Source material Block Start

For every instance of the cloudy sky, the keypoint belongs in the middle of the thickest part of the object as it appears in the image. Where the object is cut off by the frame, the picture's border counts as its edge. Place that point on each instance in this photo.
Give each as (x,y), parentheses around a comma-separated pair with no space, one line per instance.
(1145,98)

Source material Block End
Source material Block Start

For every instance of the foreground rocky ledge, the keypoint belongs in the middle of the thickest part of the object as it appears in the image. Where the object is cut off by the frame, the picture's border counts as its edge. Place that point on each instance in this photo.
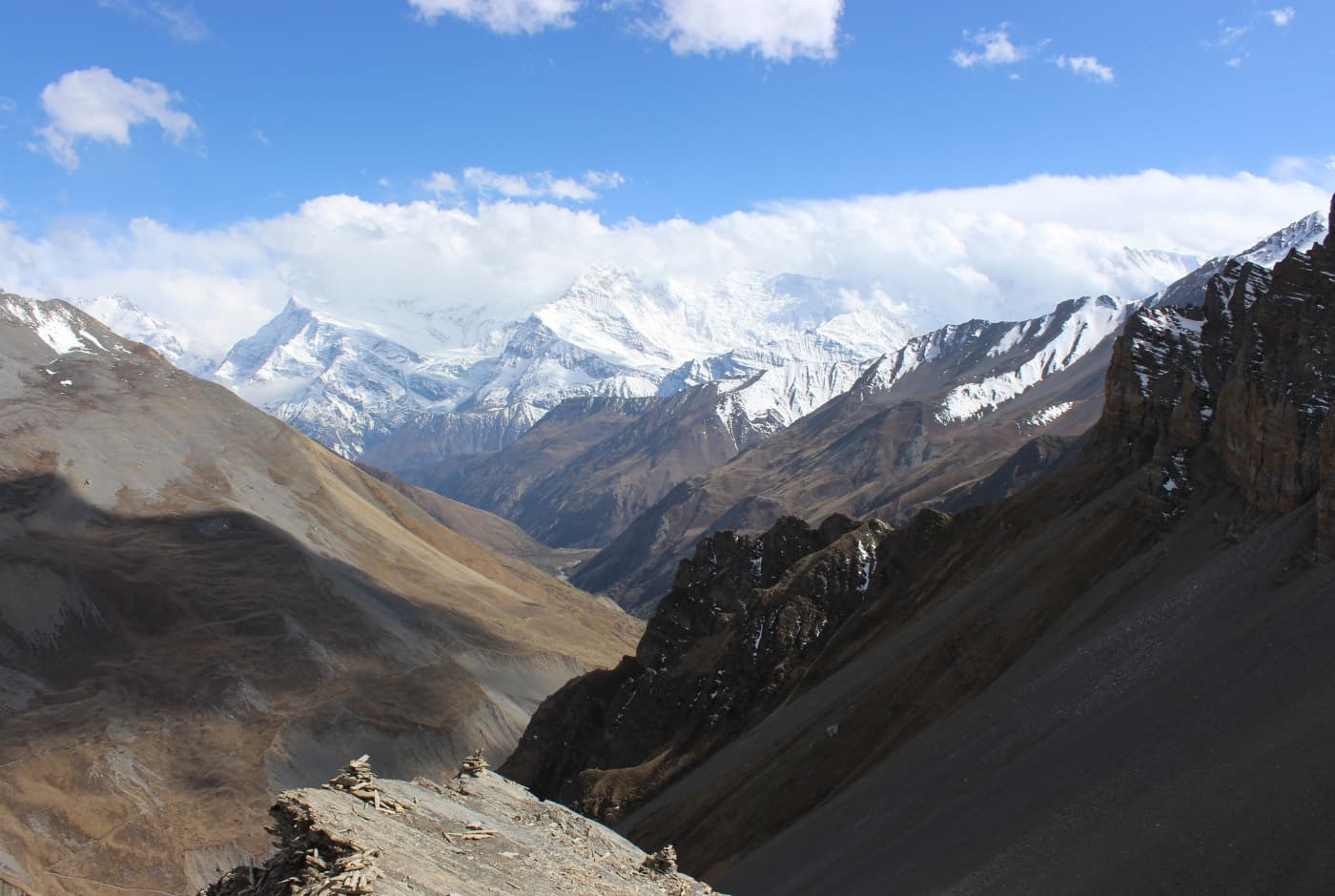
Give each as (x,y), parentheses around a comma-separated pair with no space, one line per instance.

Source material Block End
Source material Block Start

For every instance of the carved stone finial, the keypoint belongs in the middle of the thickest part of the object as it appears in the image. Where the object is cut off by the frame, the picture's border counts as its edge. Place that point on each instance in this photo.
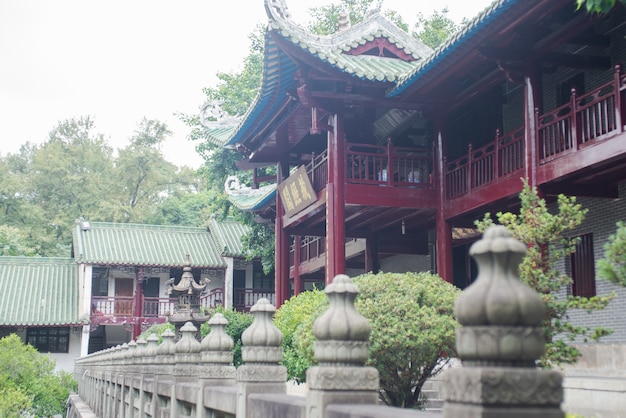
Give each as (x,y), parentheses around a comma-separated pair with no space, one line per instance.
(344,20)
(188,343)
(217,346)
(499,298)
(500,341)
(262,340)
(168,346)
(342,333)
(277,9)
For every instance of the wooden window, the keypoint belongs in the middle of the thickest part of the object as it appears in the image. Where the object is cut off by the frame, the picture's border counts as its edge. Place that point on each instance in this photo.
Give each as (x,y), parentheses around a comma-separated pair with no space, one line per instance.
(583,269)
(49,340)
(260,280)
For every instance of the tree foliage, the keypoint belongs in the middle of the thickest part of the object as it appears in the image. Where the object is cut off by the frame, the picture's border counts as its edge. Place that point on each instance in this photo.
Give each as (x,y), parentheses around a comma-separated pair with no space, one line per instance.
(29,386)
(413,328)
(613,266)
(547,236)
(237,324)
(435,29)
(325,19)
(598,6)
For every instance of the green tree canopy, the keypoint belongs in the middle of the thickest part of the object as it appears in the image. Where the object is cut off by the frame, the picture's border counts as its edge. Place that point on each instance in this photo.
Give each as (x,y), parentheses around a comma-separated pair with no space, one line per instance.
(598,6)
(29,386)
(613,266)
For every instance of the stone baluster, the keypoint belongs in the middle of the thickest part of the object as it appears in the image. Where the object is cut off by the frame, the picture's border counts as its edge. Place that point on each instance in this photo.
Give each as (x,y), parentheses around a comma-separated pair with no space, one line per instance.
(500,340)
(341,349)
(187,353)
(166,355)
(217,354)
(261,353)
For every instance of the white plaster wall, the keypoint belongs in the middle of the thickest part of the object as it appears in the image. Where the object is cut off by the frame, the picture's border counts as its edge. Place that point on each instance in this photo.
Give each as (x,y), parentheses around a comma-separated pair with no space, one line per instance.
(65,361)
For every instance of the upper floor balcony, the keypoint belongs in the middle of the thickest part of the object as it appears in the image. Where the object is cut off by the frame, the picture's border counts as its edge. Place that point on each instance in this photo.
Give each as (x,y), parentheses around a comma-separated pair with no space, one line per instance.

Source material Block End

Problem: Take from the listing every line in which the word "tree" appears.

Answer box:
For every instance of the tree foliage, the keypoint belongs in the middle of the thickest part of the object as it appears in the image. Where the object is cut off by the frame, the picture's border counts as its edge. Place that point on each instance in this photo.
For every instance of the green tree canopy, the keypoint belongs in the middle of the thickest part of the object as it appears in the image. Where the object is cut off by the frame, the picture's border counts as its edge. Place that point on each instance in this photo.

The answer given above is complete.